*Stated problem*: Format every line of the listing below as a JSON array of strings, one string per line, and leave out any blank lines.
++++++++
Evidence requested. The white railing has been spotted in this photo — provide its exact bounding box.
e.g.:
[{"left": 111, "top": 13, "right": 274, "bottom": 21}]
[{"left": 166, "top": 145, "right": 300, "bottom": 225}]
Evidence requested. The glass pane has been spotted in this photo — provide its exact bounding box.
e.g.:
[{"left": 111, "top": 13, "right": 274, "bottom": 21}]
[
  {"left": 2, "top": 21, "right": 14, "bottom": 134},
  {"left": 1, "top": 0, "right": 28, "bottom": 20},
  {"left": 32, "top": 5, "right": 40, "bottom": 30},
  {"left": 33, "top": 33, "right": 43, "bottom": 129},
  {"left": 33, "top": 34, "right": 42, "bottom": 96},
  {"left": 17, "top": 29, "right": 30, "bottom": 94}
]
++++++++
*Exercise solution*:
[
  "Evidence requested. The white railing has been spotted in this photo — provide its exact bounding box.",
  "e.g.:",
  "[{\"left\": 111, \"top\": 13, \"right\": 274, \"bottom\": 21}]",
  "[{\"left\": 166, \"top\": 145, \"right\": 300, \"bottom\": 225}]",
  "Evidence requested. The glass pane has been spotted in this photo — provide its exact bounding box.",
  "e.g.:",
  "[{\"left\": 111, \"top\": 13, \"right\": 274, \"bottom\": 21}]",
  "[",
  "  {\"left\": 2, \"top\": 21, \"right\": 14, \"bottom\": 134},",
  "  {\"left\": 1, \"top\": 0, \"right\": 28, \"bottom\": 20},",
  "  {\"left\": 32, \"top\": 5, \"right\": 40, \"bottom\": 30},",
  "  {\"left\": 33, \"top\": 33, \"right\": 43, \"bottom\": 129},",
  "  {\"left\": 33, \"top\": 34, \"right\": 42, \"bottom\": 96},",
  "  {\"left\": 17, \"top\": 29, \"right\": 30, \"bottom\": 94}",
  "]"
]